Can you write out these lines again, swapping "evenodd" for "nonzero" and changing nothing else, with the pictures left out?

======== Raw data

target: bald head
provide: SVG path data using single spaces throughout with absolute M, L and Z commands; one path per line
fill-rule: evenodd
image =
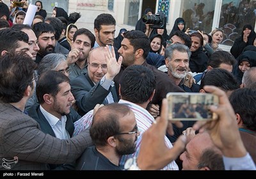
M 129 106 L 117 103 L 108 104 L 95 113 L 90 134 L 97 146 L 108 144 L 108 139 L 122 131 L 131 131 L 136 122 Z
M 88 55 L 88 62 L 92 62 L 94 59 L 103 59 L 105 61 L 104 47 L 99 47 L 90 51 Z M 92 63 L 91 62 L 91 63 Z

================

_Response:_
target: bald head
provide: SVG path data using single spaces throughout with absolute M, L and Z commands; one path per line
fill-rule: nonzero
image =
M 129 106 L 117 103 L 108 104 L 95 113 L 90 134 L 97 146 L 108 144 L 108 139 L 122 131 L 131 131 L 136 122 Z
M 88 55 L 88 62 L 92 62 L 94 59 L 103 59 L 105 61 L 104 47 L 99 47 L 90 51 Z M 92 63 L 91 62 L 91 63 Z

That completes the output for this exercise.